- [WHAT YOU NEED TO DO] Pull out every line of the listing below that contains the string "input". Matching is case-sensitive.

- [AVAILABLE RECORDS]
☆ ☆ ☆ ☆ ☆
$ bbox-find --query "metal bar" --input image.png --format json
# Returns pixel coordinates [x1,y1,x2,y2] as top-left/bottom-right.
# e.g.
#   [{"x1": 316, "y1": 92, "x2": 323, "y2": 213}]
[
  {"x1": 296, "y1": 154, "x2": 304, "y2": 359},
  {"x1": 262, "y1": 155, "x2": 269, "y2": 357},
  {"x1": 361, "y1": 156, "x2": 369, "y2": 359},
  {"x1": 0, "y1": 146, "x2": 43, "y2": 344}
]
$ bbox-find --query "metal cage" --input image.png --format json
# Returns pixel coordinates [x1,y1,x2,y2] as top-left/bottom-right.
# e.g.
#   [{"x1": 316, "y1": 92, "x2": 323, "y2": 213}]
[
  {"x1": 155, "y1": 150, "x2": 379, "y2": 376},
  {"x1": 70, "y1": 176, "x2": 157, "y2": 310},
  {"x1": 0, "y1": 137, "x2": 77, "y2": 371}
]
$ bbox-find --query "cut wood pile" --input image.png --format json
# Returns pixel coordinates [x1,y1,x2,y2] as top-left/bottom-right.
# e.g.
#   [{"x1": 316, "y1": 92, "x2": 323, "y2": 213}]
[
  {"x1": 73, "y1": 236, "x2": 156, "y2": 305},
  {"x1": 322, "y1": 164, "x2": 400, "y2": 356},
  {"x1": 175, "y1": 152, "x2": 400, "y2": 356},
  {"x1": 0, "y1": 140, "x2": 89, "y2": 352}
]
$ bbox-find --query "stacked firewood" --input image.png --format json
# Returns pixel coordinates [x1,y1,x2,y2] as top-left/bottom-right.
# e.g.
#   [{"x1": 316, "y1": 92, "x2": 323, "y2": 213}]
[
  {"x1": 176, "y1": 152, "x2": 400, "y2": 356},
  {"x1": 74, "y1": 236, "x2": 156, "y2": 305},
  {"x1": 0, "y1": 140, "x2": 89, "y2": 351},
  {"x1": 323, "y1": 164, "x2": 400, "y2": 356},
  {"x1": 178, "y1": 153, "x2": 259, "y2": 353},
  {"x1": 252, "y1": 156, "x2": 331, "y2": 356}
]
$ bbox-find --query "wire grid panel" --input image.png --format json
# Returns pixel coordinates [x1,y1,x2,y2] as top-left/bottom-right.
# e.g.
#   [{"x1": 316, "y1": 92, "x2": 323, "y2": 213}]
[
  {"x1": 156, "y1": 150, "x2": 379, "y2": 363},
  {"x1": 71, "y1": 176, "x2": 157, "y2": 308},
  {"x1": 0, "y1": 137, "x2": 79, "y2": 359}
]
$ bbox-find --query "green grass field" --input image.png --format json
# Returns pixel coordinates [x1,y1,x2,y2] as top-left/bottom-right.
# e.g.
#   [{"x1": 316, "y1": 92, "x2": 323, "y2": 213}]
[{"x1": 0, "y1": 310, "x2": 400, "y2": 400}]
☆ ☆ ☆ ☆ ☆
- [ANSWER TO THIS TASK]
$ bbox-find --query "metal bar" --input image.png --format json
$ bbox-find --query "metal cage" --input image.png --format json
$ bbox-find --query "cut wood pile" --input image.png --format json
$ bbox-find --query "stacked firewood" --input image.png --format json
$ bbox-find --query "wire grid panel" --input image.png --format json
$ bbox-find --query "green grass field" --input image.png --format json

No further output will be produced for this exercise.